PASSAGE TO READ
● ● ●
The intensity of the protests in California also raises questions about why officials there did not make the less difficult decision of maintaining or increasing enrollments without raising tuition fees, or raising them modestly. This is a strategy that more public and institutional officials across the country and around the world should consider as they deal with continuing shortfalls in public funding for higher education.
To understand fully the decision calculus, it is helpful first to recognize that those who run educational systems and institutions at all levels face serious challenges in responding to cutbacks in government funding. And we need to understand that public higher education officials have more options in addressing these challenges than do public school system administrators.
For school systems, government is typically the principal source of revenues accounting for almost all of their budgets. Moreover, new students often are seen as a drain on resources as any growth in students typically is not matched by more public funds. This is especially true during recessions when governments have much more trouble meeting the many demands on their resources.This explains why public school systems must increase class sizes, cut programs and/or reduce staffing in response to government cutbacks in funding.
Public higher education systems and institutions share this characteristic with public school systems – namely, increases in government funds are unlikely to match the growth in the number of students during recessions when government resources are strained.
But in two other critical respects, the economics of public higher education are strikingly different from the pressures that engulf public school systems. One is that public higher education has a major revenue source that public school systems do not – tuition fees. This means that increases in enrollments at public colleges and universities will result in more revenues that may or may not offset the reductions in government funding.
The other related difference is that enrollment in higher education is not compulsory and enrollment trends are far more variable than for public school systems, where at least in the short term the number of students varies within a relatively small range. Enrollments in public higher education, by contrast, tend to swell during recessions as job prospects are much more limited and more people decide to go back to school rather than stand in the unemployment lines. The question and the challenge for public higher education officials is whether this enrollment growth is viewed as an opportunity or a burden.
These economic realities also lead to two common misunderstandings about how public higher education is financed. One has to do with the relationship between spending per student and enrollments. How much institutions spend per student often is regarded as a relatively fixed amount of money. As a result, not enough attention is paid to the effect that changes in enrollment can have on per-student spending figures. For example, rapid enrollment increases brought about by recessions tend to drive down spending per student, as tuition fee revenues do not increase enough to offset the slowdown in government funds.
● ● ●
DATA EXCERPTS
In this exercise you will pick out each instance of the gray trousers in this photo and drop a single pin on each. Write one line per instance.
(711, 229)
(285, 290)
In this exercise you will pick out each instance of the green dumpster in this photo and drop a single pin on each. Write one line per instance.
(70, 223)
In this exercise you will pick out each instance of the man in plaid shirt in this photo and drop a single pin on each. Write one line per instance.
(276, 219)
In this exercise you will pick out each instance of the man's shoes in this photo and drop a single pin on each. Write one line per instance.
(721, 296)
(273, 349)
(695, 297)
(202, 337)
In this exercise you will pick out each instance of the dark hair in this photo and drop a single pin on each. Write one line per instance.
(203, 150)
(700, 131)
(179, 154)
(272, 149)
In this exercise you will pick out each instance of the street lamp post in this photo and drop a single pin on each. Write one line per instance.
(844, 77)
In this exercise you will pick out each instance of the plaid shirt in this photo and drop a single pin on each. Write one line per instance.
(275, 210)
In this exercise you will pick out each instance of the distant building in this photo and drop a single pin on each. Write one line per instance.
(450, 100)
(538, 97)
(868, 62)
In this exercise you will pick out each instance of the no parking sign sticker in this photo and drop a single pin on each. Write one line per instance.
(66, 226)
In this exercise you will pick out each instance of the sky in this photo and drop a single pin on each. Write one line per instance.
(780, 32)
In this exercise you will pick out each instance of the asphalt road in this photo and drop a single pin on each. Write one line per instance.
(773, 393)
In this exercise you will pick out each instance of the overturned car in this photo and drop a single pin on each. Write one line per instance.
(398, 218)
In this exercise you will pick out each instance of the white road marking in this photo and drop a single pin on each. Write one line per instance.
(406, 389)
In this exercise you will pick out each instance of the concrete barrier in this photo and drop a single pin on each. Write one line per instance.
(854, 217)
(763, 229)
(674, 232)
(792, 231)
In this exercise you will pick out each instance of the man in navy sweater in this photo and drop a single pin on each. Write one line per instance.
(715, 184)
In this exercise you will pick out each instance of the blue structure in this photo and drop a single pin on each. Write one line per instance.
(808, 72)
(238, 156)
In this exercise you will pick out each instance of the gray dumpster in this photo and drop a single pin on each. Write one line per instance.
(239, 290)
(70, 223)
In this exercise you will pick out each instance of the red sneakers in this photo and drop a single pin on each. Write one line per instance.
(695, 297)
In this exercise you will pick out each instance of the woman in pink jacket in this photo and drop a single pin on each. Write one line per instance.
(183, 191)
● ● ●
EXERCISE
Write out the passage on public higher education funding again, starting with "For school systems, government" and going on through "resources are strained.", substituting "economic downturns" for "recessions".

TASK ANSWER
For school systems, government is typically the principal source of revenues accounting for almost all of their budgets. Moreover, new students often are seen as a drain on resources as any growth in students typically is not matched by more public funds. This is especially true during economic downturns when governments have much more trouble meeting the many demands on their resources.This explains why public school systems must increase class sizes, cut programs and/or reduce staffing in response to government cutbacks in funding.
Public higher education systems and institutions share this characteristic with public school systems – namely, increases in government funds are unlikely to match the growth in the number of students during economic downturns when government resources are strained.